* begin SUPPLIED RECORDS *

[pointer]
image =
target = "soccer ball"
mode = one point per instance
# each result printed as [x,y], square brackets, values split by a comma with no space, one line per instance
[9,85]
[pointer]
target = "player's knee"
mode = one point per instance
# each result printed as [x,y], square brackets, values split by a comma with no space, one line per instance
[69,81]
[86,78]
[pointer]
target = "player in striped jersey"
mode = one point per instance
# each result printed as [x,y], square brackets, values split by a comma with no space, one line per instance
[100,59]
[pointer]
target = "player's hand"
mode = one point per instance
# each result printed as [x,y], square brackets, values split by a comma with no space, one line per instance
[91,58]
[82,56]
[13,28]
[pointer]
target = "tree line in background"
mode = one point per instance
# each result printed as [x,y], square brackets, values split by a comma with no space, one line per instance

* end SUPPLIED RECORDS *
* begin SUPPLIED RECORDS *

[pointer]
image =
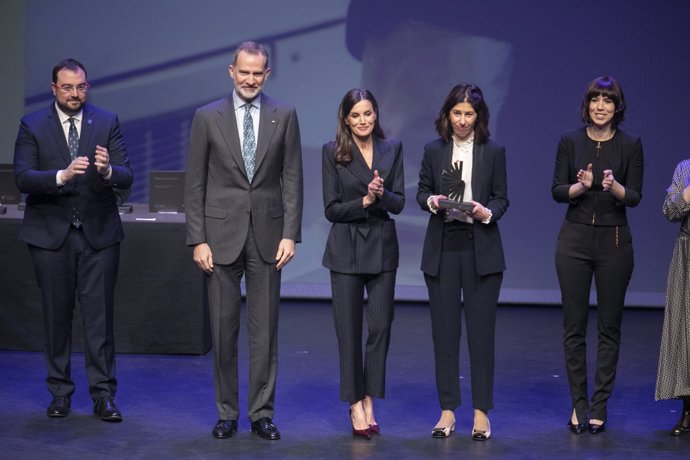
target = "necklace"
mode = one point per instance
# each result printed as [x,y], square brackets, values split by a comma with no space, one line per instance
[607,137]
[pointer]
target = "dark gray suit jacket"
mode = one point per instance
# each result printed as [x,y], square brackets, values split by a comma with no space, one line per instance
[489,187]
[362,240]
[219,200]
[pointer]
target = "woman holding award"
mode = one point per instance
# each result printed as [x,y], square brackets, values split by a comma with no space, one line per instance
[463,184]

* end SUPPLIED RECORDS *

* _WRITTEN TASK_
Pull out every line of the rows above that contains the word "target", copying each one in full.

* _TASK OUTPUT_
target = "soccer ball"
target = "player's knee"
target = "player in striped jersey"
target = "player's hand"
target = "tree line in background"
target = "necklace"
target = "dark gray suit jacket"
target = "woman holding award"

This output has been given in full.